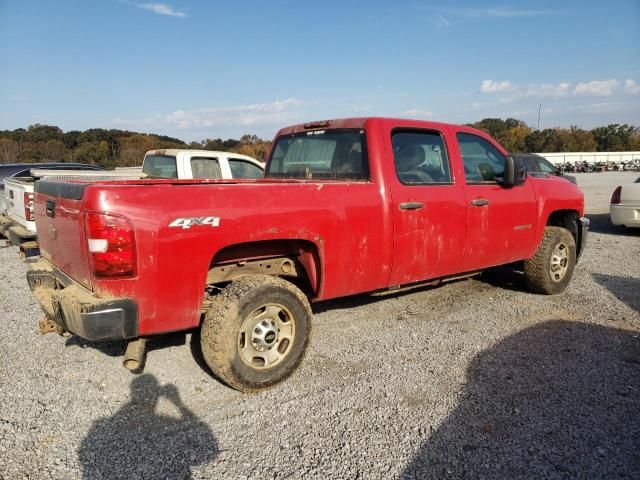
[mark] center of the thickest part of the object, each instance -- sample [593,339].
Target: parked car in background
[535,164]
[22,169]
[17,220]
[206,164]
[625,205]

○ ○ ○ ○ ○ ○ ○

Exclude the pictures, then write out every record exactly as it stands.

[mark] center of the thickest part of the object, each instance -- sample [593,339].
Target: parked car in background
[535,164]
[22,169]
[17,220]
[206,164]
[625,205]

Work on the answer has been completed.